● EXERCISE OBJECTIVE
When every entry has been read, print each one back exactly.

● Dataset excerpts
== Segment start ==

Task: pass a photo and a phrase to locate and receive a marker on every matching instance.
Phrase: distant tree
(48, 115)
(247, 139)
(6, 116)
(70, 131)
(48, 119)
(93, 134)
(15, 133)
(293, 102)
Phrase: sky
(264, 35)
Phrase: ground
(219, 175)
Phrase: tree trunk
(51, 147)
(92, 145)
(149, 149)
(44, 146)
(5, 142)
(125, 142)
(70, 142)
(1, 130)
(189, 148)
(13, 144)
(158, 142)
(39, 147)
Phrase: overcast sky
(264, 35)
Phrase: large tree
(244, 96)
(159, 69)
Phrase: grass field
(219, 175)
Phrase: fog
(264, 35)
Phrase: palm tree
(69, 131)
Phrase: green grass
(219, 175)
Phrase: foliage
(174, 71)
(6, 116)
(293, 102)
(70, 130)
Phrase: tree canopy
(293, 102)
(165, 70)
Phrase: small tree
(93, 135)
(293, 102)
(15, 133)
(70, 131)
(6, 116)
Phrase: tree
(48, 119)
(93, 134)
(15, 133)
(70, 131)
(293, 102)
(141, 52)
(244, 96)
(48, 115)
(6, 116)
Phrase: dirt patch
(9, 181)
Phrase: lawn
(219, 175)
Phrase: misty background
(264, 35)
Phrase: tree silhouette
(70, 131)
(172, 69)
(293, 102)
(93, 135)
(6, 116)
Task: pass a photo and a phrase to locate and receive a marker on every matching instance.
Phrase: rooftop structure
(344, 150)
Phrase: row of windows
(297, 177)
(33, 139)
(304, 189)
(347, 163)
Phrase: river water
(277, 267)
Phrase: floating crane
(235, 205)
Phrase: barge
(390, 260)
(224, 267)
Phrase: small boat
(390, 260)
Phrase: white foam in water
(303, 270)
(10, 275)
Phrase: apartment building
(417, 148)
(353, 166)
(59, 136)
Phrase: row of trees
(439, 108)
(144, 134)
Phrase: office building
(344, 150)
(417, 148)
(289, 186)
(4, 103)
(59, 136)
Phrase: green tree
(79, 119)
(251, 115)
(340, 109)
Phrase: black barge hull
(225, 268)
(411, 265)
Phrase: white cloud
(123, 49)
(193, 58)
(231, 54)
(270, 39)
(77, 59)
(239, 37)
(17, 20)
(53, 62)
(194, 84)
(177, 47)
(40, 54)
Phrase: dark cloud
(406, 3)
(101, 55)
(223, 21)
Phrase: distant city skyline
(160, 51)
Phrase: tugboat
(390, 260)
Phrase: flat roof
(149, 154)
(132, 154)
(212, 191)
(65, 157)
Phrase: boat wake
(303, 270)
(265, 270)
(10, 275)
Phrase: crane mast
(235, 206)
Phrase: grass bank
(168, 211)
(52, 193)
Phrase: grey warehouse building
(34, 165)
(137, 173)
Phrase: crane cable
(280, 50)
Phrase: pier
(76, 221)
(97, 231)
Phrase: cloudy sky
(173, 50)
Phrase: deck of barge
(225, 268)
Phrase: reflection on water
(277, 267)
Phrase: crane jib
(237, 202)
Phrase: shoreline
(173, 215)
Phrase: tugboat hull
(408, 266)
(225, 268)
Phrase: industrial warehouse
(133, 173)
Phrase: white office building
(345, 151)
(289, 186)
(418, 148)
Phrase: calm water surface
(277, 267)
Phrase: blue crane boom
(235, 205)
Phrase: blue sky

== Segment end ==

● RESPONSE FOR THIS EXERCISE
Task: pass a photo and a phrase to locate and receive a marker on every matching instance.
Phrase: distant tree
(48, 115)
(247, 139)
(6, 116)
(70, 131)
(48, 119)
(93, 134)
(15, 133)
(293, 102)
Phrase: sky
(264, 35)
Phrase: ground
(219, 175)
Phrase: tree trunk
(51, 147)
(92, 145)
(149, 149)
(44, 146)
(5, 142)
(125, 142)
(70, 142)
(1, 130)
(189, 148)
(13, 144)
(158, 142)
(39, 147)
Phrase: overcast sky
(264, 35)
Phrase: large tree
(244, 96)
(159, 69)
Phrase: grass field
(219, 175)
Phrase: fog
(264, 35)
Phrase: palm tree
(69, 131)
Phrase: green grass
(219, 175)
Phrase: foliage
(174, 71)
(6, 116)
(293, 102)
(70, 130)
Phrase: tree canopy
(293, 102)
(165, 70)
Phrase: small tree
(93, 135)
(293, 102)
(15, 133)
(70, 131)
(6, 116)
Phrase: tree
(48, 119)
(93, 134)
(15, 133)
(70, 131)
(293, 102)
(141, 52)
(244, 96)
(48, 115)
(6, 116)
Phrase: dirt patch
(9, 181)
Phrase: lawn
(219, 175)
Phrase: misty background
(264, 35)
Phrase: tree silhouette
(70, 131)
(172, 69)
(293, 102)
(93, 135)
(6, 116)
Task: pass a photo and a phrase to locate and receive a marker on every matching instance.
Phrase: rooftop structure
(344, 150)
Phrase: row of windows
(297, 177)
(33, 139)
(304, 189)
(347, 163)
Phrase: river water
(277, 267)
Phrase: floating crane
(235, 205)
Phrase: barge
(390, 260)
(224, 267)
Phrase: small boat
(390, 260)
Phrase: white foam in water
(303, 270)
(10, 275)
Phrase: apartment building
(417, 148)
(353, 166)
(59, 136)
Phrase: row of trees
(439, 108)
(144, 134)
Phrase: office building
(344, 150)
(417, 148)
(289, 186)
(4, 103)
(59, 136)
Phrase: green tree
(79, 119)
(251, 115)
(340, 109)
Phrase: black barge hull
(225, 268)
(411, 265)
Phrase: white cloud
(123, 49)
(193, 58)
(231, 54)
(270, 39)
(77, 59)
(239, 37)
(17, 20)
(53, 62)
(194, 84)
(177, 47)
(40, 54)
Phrase: dark cloud
(406, 3)
(101, 55)
(223, 21)
Phrase: distant city skyline
(160, 51)
Phrase: tugboat
(390, 260)
Phrase: flat roof
(149, 154)
(132, 154)
(212, 191)
(65, 157)
Phrase: boat wake
(303, 270)
(265, 270)
(10, 275)
Phrase: crane mast
(235, 206)
Phrase: grass bank
(168, 211)
(52, 193)
Phrase: grey warehouse building
(34, 165)
(137, 173)
Phrase: crane cable
(280, 50)
Phrase: pier
(76, 221)
(97, 231)
Phrase: cloudy sky
(173, 50)
Phrase: deck of barge
(225, 268)
Phrase: reflection on water
(277, 267)
Phrase: crane jib
(237, 202)
Phrase: shoreline
(173, 215)
Phrase: tugboat hull
(408, 266)
(225, 268)
Phrase: industrial warehouse
(133, 173)
Phrase: white office building
(345, 151)
(289, 186)
(418, 148)
Phrase: calm water surface
(277, 267)
Phrase: blue crane boom
(235, 205)
Phrase: blue sky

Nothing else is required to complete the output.